>> Start

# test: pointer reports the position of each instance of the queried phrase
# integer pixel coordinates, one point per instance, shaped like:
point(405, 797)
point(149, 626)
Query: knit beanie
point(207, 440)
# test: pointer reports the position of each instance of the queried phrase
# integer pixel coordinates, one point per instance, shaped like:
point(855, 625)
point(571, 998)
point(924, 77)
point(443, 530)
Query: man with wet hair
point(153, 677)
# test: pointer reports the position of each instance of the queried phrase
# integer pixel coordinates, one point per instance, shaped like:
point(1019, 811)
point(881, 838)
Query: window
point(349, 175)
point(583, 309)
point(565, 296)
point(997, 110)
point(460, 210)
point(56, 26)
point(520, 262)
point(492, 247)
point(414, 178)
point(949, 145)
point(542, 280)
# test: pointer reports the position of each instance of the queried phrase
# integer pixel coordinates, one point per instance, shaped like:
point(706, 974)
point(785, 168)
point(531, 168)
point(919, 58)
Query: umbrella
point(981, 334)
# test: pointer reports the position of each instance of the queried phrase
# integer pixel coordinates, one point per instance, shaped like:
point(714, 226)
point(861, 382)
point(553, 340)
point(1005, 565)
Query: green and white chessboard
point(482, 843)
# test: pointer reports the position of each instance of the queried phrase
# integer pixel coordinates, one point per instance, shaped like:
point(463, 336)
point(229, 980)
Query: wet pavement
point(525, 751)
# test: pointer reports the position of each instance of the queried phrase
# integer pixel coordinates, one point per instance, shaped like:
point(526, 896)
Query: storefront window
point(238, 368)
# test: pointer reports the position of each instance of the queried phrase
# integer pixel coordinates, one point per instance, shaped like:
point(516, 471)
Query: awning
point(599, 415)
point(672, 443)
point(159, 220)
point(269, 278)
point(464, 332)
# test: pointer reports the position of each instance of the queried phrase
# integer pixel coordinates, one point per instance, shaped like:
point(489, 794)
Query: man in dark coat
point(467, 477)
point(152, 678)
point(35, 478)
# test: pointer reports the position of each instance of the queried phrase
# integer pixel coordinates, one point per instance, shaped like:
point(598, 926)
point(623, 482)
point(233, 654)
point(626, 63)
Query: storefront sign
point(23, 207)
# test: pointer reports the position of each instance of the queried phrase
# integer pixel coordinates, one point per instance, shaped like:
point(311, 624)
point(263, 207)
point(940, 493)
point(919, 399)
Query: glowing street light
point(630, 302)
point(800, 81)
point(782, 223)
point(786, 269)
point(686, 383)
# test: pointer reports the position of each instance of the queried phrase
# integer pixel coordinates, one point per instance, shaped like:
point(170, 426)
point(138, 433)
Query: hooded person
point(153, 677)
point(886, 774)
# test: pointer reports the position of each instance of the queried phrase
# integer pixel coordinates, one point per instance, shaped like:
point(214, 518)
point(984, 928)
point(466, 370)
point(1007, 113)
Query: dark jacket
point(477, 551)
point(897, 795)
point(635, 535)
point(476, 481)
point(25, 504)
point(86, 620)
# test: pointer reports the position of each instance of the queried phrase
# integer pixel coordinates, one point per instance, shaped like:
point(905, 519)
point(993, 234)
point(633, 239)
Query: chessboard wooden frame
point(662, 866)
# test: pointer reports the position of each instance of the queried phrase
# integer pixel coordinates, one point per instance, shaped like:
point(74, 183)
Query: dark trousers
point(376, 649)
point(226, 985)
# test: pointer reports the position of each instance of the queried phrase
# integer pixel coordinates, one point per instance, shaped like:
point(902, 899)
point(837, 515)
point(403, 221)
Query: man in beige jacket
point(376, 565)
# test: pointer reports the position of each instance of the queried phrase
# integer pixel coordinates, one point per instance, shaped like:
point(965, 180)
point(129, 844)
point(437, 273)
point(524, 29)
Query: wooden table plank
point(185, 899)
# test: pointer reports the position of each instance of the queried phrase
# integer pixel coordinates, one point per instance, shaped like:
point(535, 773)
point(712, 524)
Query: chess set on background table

>> End

Transcribe the material above in its entirety. Match it exactly.

### The output
# test: pointer reports the position of each instance of the queried phrase
# integer pixel coordinates, one point per instance, shaped like:
point(405, 797)
point(149, 626)
Query: knit beanie
point(207, 440)
# test: pointer reports the position of each instance of the queried phrase
# integer pixel coordinates, one point per instance, shaped like:
point(855, 625)
point(571, 998)
point(924, 77)
point(443, 530)
Query: man with wet hair
point(153, 677)
# test: pointer reports the position of each instance of the queried phrase
# integer pixel coordinates, one point per instance, shaped like:
point(1019, 811)
point(881, 838)
Query: window
point(349, 175)
point(583, 309)
point(565, 296)
point(997, 110)
point(460, 210)
point(56, 26)
point(520, 262)
point(492, 247)
point(414, 178)
point(949, 145)
point(542, 280)
# test: pointer reports the position of each instance of the queried phrase
# integer pixel coordinates, one point per instance, shaped like:
point(706, 974)
point(785, 168)
point(531, 168)
point(919, 58)
Query: umbrella
point(981, 334)
# test: pointer reports the position of each instance of the queried phrase
# integer pixel coordinates, one point per instance, shaped like:
point(714, 226)
point(861, 382)
point(553, 340)
point(1005, 565)
Query: green and white chessboard
point(482, 843)
# test: pointer reports the position of each instance of the queried phrase
# integer pixel coordinates, one point per instance, shaped like:
point(463, 336)
point(229, 980)
Query: wet pavement
point(525, 751)
# test: pointer reports the position of each instance of the queried phrase
# integer pixel coordinates, one point per instance, shaped like:
point(526, 896)
Query: storefront window
point(238, 368)
# test: pointer reports the position of each instance of the queried phrase
# integer pixel coordinates, one point per instance, shaped like:
point(516, 471)
Query: awning
point(599, 415)
point(672, 443)
point(159, 220)
point(269, 278)
point(464, 332)
# test: pointer reports the position of each instance of the queried phrase
# integer pixel coordinates, one point per instance, shaped like:
point(489, 794)
Query: man in dark coat
point(467, 477)
point(152, 678)
point(35, 478)
# test: pointer reports the position of each instance of the queried phrase
# integer pixel coordinates, one point per instance, shaped like:
point(598, 926)
point(623, 482)
point(233, 654)
point(626, 63)
Query: storefront sign
point(23, 207)
# test: pointer reports the position of each instance of the queried phrase
# integer pixel coordinates, one point per instance, shaped like:
point(311, 624)
point(263, 207)
point(940, 493)
point(919, 399)
Query: glowing street light
point(630, 302)
point(800, 81)
point(782, 223)
point(786, 269)
point(686, 383)
# test: pointer reports the position of each instance of the queried phrase
# integer pixel coordinates, one point per instance, shaped like:
point(170, 426)
point(138, 433)
Query: hooded person
point(153, 677)
point(886, 774)
# test: pointer reports the position of each instance of the queried phrase
# integer pixel coordinates, one point per instance, shaped like:
point(214, 518)
point(984, 928)
point(466, 370)
point(1007, 113)
Query: dark jacket
point(477, 551)
point(897, 795)
point(635, 535)
point(476, 481)
point(25, 504)
point(86, 620)
# test: pointer reports the position of each instance of the queried phrase
# integer pixel coordinates, one point per instance, shaped like:
point(905, 519)
point(993, 234)
point(633, 239)
Query: chessboard wooden frame
point(662, 866)
# test: pointer reports the position of each instance of the queried phrase
# integer pixel coordinates, one point per instance, shaped like:
point(74, 183)
Query: dark trousers
point(376, 649)
point(226, 985)
# test: pointer reports the position of each instance of the queried phrase
# integer pixel coordinates, one point per instance, shaped like:
point(902, 899)
point(837, 515)
point(403, 221)
Query: man in beige jacket
point(376, 565)
# test: pointer reports the position of each instance of the queried phrase
# integer pixel coordinates, one point per instance, shaped like:
point(965, 180)
point(129, 844)
point(437, 273)
point(524, 29)
Query: wooden table plank
point(185, 899)
# test: pointer reports the position of each instance of the queried phrase
# integer pixel coordinates, one point per instance, shaped like:
point(535, 773)
point(712, 524)
Query: chess set on background table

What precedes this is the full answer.